-- Start of Data listing --

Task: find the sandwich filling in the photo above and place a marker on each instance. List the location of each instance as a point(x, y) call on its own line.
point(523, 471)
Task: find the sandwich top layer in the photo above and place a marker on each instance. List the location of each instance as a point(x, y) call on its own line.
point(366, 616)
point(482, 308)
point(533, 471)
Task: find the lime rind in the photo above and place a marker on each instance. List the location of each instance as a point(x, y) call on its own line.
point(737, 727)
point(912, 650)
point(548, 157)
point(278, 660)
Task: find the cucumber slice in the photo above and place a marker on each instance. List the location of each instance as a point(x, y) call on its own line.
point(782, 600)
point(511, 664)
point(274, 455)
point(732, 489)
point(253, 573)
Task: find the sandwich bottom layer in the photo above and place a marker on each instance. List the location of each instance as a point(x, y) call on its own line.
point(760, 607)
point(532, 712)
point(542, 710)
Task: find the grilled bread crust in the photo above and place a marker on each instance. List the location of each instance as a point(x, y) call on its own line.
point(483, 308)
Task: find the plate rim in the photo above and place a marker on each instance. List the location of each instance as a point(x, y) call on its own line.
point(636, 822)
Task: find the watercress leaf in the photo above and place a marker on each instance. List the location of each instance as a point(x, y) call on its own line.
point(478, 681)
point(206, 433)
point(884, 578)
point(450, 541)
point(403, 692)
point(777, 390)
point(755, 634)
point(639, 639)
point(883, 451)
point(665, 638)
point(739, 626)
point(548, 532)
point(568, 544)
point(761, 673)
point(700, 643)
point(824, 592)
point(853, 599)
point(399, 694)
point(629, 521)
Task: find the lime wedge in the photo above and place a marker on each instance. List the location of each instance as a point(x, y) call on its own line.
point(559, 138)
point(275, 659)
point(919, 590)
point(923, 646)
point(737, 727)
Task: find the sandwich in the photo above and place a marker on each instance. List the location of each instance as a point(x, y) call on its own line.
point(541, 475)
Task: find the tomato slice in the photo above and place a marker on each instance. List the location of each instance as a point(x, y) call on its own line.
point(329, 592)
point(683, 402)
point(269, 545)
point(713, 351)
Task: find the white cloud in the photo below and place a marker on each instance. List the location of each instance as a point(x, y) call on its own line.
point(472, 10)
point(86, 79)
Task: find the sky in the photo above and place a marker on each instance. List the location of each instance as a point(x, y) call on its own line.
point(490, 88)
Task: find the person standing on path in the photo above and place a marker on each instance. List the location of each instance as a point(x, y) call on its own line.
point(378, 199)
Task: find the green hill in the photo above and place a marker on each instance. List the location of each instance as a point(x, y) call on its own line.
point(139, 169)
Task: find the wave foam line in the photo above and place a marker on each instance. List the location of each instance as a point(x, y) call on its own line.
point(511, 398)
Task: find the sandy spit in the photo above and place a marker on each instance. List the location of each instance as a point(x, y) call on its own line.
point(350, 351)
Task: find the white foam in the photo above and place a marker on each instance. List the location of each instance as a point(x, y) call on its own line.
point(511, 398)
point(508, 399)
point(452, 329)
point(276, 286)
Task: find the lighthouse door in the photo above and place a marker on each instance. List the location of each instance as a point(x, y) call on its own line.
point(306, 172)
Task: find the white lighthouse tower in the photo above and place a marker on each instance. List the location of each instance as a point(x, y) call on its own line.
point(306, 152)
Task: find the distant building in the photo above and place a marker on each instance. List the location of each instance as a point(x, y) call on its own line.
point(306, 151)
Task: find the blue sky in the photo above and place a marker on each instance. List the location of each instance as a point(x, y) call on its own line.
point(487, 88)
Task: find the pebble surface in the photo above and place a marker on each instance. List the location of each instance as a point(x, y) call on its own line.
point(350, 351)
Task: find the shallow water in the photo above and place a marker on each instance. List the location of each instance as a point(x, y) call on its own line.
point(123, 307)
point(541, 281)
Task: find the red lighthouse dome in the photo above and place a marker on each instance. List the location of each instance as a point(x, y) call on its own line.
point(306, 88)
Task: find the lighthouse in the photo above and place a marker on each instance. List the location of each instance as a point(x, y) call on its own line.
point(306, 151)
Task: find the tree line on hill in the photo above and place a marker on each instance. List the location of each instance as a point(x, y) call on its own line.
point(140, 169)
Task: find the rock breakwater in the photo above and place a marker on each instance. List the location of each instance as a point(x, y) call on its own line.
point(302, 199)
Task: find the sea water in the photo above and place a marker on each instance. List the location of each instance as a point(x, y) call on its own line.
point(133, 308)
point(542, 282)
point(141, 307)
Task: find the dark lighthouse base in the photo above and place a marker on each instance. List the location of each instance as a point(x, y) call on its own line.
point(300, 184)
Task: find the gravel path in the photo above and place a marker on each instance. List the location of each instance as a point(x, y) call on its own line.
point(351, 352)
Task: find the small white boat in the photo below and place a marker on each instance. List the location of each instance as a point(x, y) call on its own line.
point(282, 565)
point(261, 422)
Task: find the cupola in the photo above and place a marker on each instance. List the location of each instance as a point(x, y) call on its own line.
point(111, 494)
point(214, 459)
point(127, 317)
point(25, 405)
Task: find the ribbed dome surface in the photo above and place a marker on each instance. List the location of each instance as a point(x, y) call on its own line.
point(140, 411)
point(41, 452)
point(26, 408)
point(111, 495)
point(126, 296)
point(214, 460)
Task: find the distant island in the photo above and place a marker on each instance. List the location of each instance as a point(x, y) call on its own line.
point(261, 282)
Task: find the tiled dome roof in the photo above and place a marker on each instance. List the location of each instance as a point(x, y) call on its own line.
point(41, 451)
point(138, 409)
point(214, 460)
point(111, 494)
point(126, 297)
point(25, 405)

-- End of Data listing --

# Prompt
Pull out all of the rows above and reproduce each of their lines without changing anything.

# The answer
Task: find the sandwich filling in the photo above and place a marker on each instance. List the location of each instance as a point(x, y) call on its own line.
point(523, 471)
Task: find the sandwich top layer in the photo above and place a marker on each instance. List the location of each instance as a point(x, y) call on its own line.
point(366, 616)
point(482, 308)
point(533, 471)
Task: find the lime rind in the photo above and place a marker on each instance. List the location of each instance as a point(x, y) call on its own line.
point(737, 727)
point(912, 650)
point(548, 157)
point(278, 660)
Task: find the cucumber slice in the photo above and place a marker on each instance. List the location of each instance as a point(x, y) call on its own line.
point(782, 600)
point(511, 664)
point(274, 455)
point(732, 489)
point(253, 573)
Task: find the sandwich bottom layer in the photo above and place a marker on each instance. List the location of each instance as a point(x, y) call on its own line.
point(760, 607)
point(532, 712)
point(542, 710)
Task: find the grilled bread crust in the photo above and place a marker on each instance. List the location of each instance as a point(x, y) call on its own line.
point(483, 308)
Task: find the plate rim in the photo above and place a marker on each instance. List the location of each instance as a point(x, y) call on its own line.
point(636, 822)
Task: find the watercress leaf in the photo above and place a marker on each instance. List the location of each instance as a point(x, y) call on its own line.
point(478, 681)
point(206, 433)
point(884, 578)
point(450, 541)
point(403, 692)
point(777, 390)
point(755, 634)
point(639, 639)
point(883, 451)
point(665, 638)
point(739, 626)
point(548, 532)
point(568, 544)
point(761, 673)
point(700, 643)
point(824, 592)
point(853, 599)
point(399, 694)
point(629, 521)
Task: find the lime wedge in the photo above and place a marker on each instance. List the location of each instance as a point(x, y) call on its own line.
point(559, 138)
point(275, 659)
point(919, 590)
point(923, 646)
point(737, 727)
Task: find the sandwich in the photo above and place a marker on each instance. List the location of each instance as a point(x, y) call on its own line.
point(541, 475)
Task: find the tomato slice in the photo above and place a marker on each instance. List the location of each instance as a point(x, y) call on its own line.
point(329, 592)
point(683, 402)
point(269, 545)
point(713, 351)
Task: find the white cloud in the photo below and place a marker on each instance. List the location of each instance as a point(x, y) call on its own line.
point(472, 10)
point(86, 79)
Task: find the sky in the photo above and place a marker on each instance. List the location of each instance as a point(x, y) call on its own line.
point(490, 88)
Task: find the person standing on path in the photo above and place a marker on each instance. List the location of each instance as a point(x, y) call on its own line.
point(378, 199)
Task: find the green hill in the photo above and place a marker on each instance. List the location of each instance as a point(x, y) call on its own line.
point(139, 169)
Task: find the wave foam line in the photo above and place a marker on each instance. List the location of each instance as a point(x, y) call on its own line.
point(511, 398)
Task: find the sandy spit in the photo above and place a marker on each instance. List the location of each instance as a point(x, y) call on its own line.
point(350, 351)
Task: find the white foam in the photo above and place a marker on each instance. List the location of each instance as a point(x, y) call on its own line.
point(511, 398)
point(508, 399)
point(452, 329)
point(276, 286)
Task: find the lighthouse door in the photo above and place a marker on each instance. List the location of each instance as a point(x, y) call on its own line.
point(306, 172)
Task: find the white lighthouse tower in the photo above and place a marker on each instance. List the location of each instance as a point(x, y) call on its own line.
point(306, 152)
Task: find the distant building in the photo above and place a marker on each instance. List the location of each instance as a point(x, y) call on its own line.
point(306, 151)
Task: find the blue sky in the photo above and place a marker on each instance. List the location of each instance as a point(x, y) call on its own line.
point(487, 88)
Task: find the pebble surface in the photo above and place a marker on each instance. List the location of each instance as a point(x, y) call on its own line.
point(350, 351)
Task: find the shallow water in the photo above and place a marker on each instance. List the location of each instance as a point(x, y) call on its own line.
point(123, 307)
point(541, 281)
Task: find the red lighthouse dome in the photo above and place a marker on each instance. List the location of each instance as a point(x, y) call on its own line.
point(306, 88)
Task: find the lighthouse in the photo above and place a marker on each instance. List the location of each instance as a point(x, y) call on its own line.
point(306, 151)
Task: find the tree line on hill in the photo above and place a marker on each instance. List the location of each instance as a point(x, y) call on its own line.
point(140, 169)
Task: find the rock breakwater in the photo above and place a marker on each instance. List the location of each instance as a point(x, y) call on its own line.
point(302, 199)
Task: find the sea water in the photo above and place a marker on each instance. List the location of each instance as a point(x, y) call on its own line.
point(133, 308)
point(542, 282)
point(141, 307)
Task: find the dark lighthouse base in the photo above and place a marker on each instance. List the location of each instance as a point(x, y) call on its own line.
point(300, 184)
Task: find the gravel path in the photo above and place a marker on each instance. List the location of each instance as a point(x, y) call on its own line.
point(351, 352)
Task: find the small white boat in the photo below and place a marker on each instance. List the location of each instance as a point(x, y) call on its own line.
point(282, 565)
point(261, 422)
Task: find the cupola in the photo above and place a marker on each instance. List the location of each instance as a point(x, y) call on its own line.
point(111, 494)
point(214, 459)
point(127, 317)
point(25, 405)
Task: find the ribbed dome surface in the photo above and place a marker on each instance. List the location of each instance as a point(x, y) call on its own line.
point(140, 411)
point(41, 452)
point(26, 408)
point(111, 495)
point(126, 296)
point(214, 460)
Task: find the distant island in the photo above and place a marker on each instance. List the location of each instance as a point(x, y) call on its own line.
point(261, 282)
Task: find the tiled dome roof in the photo above and place a marker on each instance. List the location of each instance as a point(x, y) call on its own line.
point(41, 451)
point(138, 409)
point(214, 460)
point(111, 494)
point(126, 297)
point(25, 405)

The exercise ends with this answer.